[Перечень данных]
###
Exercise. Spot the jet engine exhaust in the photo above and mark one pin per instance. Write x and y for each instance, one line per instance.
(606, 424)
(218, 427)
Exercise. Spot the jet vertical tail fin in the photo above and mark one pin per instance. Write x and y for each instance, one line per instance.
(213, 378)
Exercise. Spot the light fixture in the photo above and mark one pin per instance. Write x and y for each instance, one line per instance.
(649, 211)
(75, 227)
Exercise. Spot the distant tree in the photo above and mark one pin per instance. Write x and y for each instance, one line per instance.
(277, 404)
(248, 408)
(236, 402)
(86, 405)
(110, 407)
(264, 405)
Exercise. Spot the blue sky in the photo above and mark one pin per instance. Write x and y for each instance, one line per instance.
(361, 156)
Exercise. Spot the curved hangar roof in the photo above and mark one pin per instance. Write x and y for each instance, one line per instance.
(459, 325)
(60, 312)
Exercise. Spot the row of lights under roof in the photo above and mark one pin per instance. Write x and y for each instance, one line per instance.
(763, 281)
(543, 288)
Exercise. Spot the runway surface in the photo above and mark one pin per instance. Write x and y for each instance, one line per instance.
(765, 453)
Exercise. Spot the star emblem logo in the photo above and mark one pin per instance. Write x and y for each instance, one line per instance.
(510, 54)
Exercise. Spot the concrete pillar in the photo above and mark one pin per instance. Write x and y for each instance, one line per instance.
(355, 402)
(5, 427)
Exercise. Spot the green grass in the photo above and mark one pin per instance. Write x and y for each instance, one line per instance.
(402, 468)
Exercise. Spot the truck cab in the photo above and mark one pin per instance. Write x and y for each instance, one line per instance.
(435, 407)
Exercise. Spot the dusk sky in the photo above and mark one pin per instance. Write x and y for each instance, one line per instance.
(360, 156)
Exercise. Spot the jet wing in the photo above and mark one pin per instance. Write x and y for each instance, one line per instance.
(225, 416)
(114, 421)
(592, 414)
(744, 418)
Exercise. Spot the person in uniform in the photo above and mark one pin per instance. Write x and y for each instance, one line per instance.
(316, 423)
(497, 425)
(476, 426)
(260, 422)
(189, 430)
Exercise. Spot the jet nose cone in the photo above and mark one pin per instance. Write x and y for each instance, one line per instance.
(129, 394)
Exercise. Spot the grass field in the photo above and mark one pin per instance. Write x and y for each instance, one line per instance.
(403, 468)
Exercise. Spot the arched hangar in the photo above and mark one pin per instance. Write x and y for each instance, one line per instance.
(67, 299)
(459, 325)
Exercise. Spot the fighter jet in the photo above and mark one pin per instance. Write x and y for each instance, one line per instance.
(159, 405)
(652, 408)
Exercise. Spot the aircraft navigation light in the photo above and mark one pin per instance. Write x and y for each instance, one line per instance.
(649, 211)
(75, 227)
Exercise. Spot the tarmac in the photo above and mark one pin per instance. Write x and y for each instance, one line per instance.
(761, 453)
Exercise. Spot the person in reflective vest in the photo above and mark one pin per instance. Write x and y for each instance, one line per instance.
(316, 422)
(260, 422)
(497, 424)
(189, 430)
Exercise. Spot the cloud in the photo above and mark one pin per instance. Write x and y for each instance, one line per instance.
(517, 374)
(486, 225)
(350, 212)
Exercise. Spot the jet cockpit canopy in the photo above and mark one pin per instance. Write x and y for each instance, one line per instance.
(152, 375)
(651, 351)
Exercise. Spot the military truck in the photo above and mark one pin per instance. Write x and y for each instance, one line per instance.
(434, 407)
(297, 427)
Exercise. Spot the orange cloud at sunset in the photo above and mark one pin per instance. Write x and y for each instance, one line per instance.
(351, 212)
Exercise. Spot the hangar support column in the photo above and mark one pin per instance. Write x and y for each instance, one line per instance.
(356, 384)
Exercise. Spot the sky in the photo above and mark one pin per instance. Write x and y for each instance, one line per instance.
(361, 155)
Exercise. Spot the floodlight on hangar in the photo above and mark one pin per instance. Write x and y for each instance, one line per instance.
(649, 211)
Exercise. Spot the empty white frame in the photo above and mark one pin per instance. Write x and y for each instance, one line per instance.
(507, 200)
###
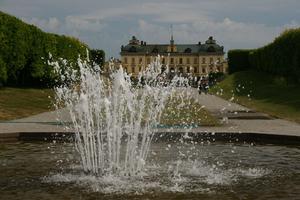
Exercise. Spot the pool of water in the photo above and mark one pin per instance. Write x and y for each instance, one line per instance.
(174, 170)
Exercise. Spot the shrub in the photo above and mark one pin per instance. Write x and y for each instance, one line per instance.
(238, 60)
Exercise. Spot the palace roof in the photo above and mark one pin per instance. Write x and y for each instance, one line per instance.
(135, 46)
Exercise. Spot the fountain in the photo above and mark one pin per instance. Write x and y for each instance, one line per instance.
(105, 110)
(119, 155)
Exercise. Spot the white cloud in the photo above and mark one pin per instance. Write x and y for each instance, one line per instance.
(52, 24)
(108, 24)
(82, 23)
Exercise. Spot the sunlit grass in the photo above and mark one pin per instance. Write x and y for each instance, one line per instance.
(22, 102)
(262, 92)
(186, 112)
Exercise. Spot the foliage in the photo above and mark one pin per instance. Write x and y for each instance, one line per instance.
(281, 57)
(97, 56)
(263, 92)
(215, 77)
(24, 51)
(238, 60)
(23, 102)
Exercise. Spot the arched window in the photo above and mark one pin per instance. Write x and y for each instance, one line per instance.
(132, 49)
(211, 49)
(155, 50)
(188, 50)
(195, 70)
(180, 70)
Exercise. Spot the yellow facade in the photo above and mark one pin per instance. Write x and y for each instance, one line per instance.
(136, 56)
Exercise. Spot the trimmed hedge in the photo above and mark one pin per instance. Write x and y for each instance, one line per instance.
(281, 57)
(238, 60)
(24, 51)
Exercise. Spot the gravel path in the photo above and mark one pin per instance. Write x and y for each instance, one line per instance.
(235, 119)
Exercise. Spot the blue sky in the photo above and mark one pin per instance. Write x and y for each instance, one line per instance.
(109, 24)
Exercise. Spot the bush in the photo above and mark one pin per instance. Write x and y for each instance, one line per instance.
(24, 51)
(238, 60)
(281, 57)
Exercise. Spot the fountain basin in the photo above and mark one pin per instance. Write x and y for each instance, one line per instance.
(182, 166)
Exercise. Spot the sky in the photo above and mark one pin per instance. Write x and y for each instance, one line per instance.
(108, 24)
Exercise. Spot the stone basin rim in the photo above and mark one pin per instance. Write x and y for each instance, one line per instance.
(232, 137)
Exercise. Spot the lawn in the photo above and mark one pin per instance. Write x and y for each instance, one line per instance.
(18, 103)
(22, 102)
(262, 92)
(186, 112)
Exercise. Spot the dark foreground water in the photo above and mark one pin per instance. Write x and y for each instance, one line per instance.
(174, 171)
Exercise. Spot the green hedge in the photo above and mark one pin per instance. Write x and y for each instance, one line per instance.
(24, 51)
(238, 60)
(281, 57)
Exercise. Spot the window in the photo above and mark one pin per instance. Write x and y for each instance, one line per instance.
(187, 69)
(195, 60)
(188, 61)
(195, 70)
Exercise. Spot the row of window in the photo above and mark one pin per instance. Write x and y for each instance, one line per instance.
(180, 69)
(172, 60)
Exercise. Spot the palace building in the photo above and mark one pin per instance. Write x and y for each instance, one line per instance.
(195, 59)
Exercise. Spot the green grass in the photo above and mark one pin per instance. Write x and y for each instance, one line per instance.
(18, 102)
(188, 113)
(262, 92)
###
### [ЗАДАНИЕ]
Посчитайте строки материала, в которых встречается строка «hedge», с учетом регистра. Ответ — только число.

### [ОТВЕТ НИЖЕ]
2